Will AMD cpus become better for gaming than intel with direct x12

Page 9 - Seeking answers? Join the Tom's Hardware community: where nearly two million members share solutions and discuss the latest tech.
In the i3's case, you're seeing the effect of only having two cores. While it can keep up in terms of maximum FPS, the averages suffer somewhat. In the i3 case, you have a CPU that simply can't consistently keep the GPU fed at those settings, but even a small CPU performance increase (DX12) would allow it to keep up. Pretty much everything above the FX-6350 is CPU bottlenecked.

The clock rate results you just posted are more proof of this, given you get a significantly less then linear performance increase due to improving clock speeds on the CPU. This farther shows the GPU is the bottleneck capping performance.

What people seem to forget is the GPU driver is itself a limiting factor, and what you see in your The Division graphs is the effect of minor increases in CPU performance resulting in slight increases in GPU performance. In other words, you make the CPU ever so slightly faster, and you get slightly faster GPU driver performance, resulting in a slightly faster GPU result. This effect is minor though; we're talking single digit FPS gains. The primary bottleneck is on the GPU.
 
"Pretty much everything above the FX-6350 is CPU bottlenecked."

I think you meant GPU bottlenecked.

The FX-4320 has four threads, and a higher clock speed than the FX-6350, and yet, the FX-6350 is winning in both minimum and average fps, albeit by a little bit. This is an indication of multiple threads being used more efficiently than before, and that 6 threads is finally winning out over 4 threads like it should.

It's not as if a game has either the CPU or the GPU bottlenecking all the time. These benchmarks are an indication that most of the time, the CPU is not bottlenecking the GPU, but, in some cases it is, and in those cases, the fewer threads lose out against the higher amount of threads. Account for IPC, and this is the most balanced performance chart showing overall CPU power yet. Total IPC of the CPU is more important than IPC/core like most older games.
 


Pretty much this. DX12 is not changing much as far as performance goes. Weaker CPUs will see a boost, but at the end of the day, if a single CPU core is already capable of keeping a GPU fed under DX11, it will continue to do so under DX12. The ability to scale between cores changes nothing, since the total workload would be the same.

Simple analogy: If a single lane highway is capable of transporting all traffic at full speed, increasing the highway to four lanes does nothing except flush money down the toilet. Sure, you can evenly distribute the traffic across all four lanes, but since one lane was already enough to handle all the traffic, there's no real benefit aside from having each lane doing nothing a larger percentage of the time.

Taking my analogy farther, the only real advantage is adding capacity that could eventually be used sometime in the future, but as all city planners will tell you, that isn't a sure thing.
 



That response mate is seriously flawed
 
I thought it was obvious now what dx12 is about, its about feeding gcn properly and removing the dx11 single thread bottleneck in GCN, that's why we see amd cards performing like their theoretical tflops suggest they should, it was never about bulldozer it was all about gcn. If pascal is maxwell 1.1 like rumors suggest god help nvidia especially with Intel looking to licence amd graphics in the future.

- [Supplied data]

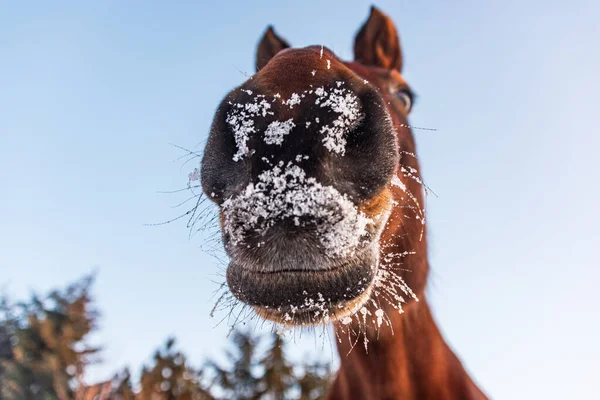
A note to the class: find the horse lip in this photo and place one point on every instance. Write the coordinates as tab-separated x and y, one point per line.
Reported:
314	315
303	294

- [To-do list]
1/ Copy from the DX12 gaming thread the stretch from "It's not as" through "most older games.".
2/ Answer these questions from the DX12 gaming thread:
(a) Which CPU has four threads and a higher clock speed than the FX-6350?
(b) In the highway analogy, how many lanes is the single-lane highway widened to?
(c) According to the last post, what is DX12 about?

- [Responses for each task]
1/
It's not as if a game has either the CPU or the GPU bottlenecking all the time. These benchmarks are an indication that most of the time, the CPU is not bottlenecking the GPU, but, in some cases it is, and in those cases, the fewer threads lose out against the higher amount of threads. Account for IPC, and this is the most balanced performance chart showing overall CPU power yet. Total IPC of the CPU is more important than IPC/core like most older games.

2/
(a) The FX-4320.
(b) Four lanes.
(c) Feeding GCN properly and removing the DX11 single-thread bottleneck in GCN.